**Objective:** Quote the text about the 7th Earl of Mansfield word for word, starting with "Mansfield was the" and going on through "Labour Party candidates.".

Mungo David Malcolm Murray, 7th Earl of Mansfield and Mansfield (9 August 1900 – 2 September 1971), styled Lord Scone from 1906 to 1935, was a Scottish Unionist Party politician.

Mansfield was the son of Alan Murray, 6th Earl of Mansfield and Mansfield, and his wife Margaret Mary Helen, daughter of Rear-Admiral Sir Malcolm MacGregor, 4th Baronet. He was active in the extreme anti-Catholic Scottish Protestant League before breaking with them following the 1929 United Kingdom general election. This came about when the SPL leader Alexander Ratcliffe offered to support the Unionist candidate for Stirling and Falkirk if he supported the partial repeal of the Education (Scotland) Act 1918 which allowed Catholic schools into the state system funded through education rates. When this didn't happen Ratcliffe stood as an 'Independent Protestant', coming in third behind the Unionist and Labour Party candidates.

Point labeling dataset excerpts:
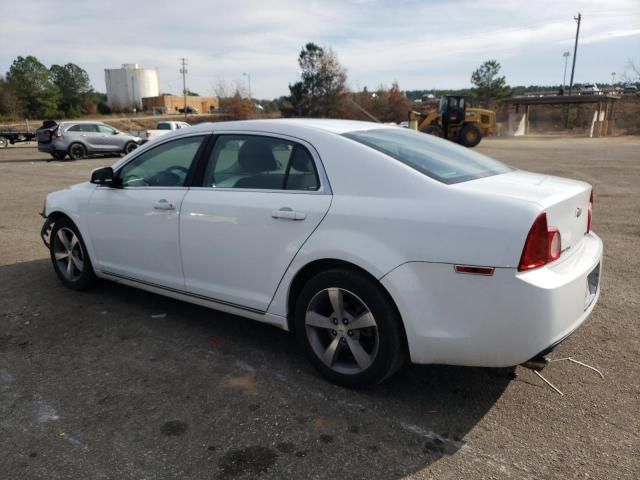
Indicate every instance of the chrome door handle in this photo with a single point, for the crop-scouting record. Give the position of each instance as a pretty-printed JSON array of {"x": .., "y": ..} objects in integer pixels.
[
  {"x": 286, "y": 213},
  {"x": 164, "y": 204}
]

* * *

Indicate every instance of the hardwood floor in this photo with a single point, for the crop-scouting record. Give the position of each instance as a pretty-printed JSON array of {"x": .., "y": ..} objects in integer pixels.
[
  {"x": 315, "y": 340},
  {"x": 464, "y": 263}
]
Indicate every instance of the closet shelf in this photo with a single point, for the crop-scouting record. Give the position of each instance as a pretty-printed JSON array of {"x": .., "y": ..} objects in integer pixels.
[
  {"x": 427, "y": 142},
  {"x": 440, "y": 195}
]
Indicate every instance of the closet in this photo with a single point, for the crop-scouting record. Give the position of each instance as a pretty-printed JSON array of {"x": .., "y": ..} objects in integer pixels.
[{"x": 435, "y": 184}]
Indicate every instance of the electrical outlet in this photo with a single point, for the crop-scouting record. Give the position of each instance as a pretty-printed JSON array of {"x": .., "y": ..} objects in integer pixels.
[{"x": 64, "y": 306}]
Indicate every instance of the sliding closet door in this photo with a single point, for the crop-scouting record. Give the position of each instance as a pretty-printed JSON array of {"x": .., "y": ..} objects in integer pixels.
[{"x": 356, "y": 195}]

**Problem solution:**
Mansfield was the son of Alan Murray, 6th Earl of Mansfield and Mansfield, and his wife Margaret Mary Helen, daughter of Rear-Admiral Sir Malcolm MacGregor, 4th Baronet. He was active in the extreme anti-Catholic Scottish Protestant League before breaking with them following the 1929 United Kingdom general election. This came about when the SPL leader Alexander Ratcliffe offered to support the Unionist candidate for Stirling and Falkirk if he supported the partial repeal of the Education (Scotland) Act 1918 which allowed Catholic schools into the state system funded through education rates. When this didn't happen Ratcliffe stood as an 'Independent Protestant', coming in third behind the Unionist and Labour Party candidates.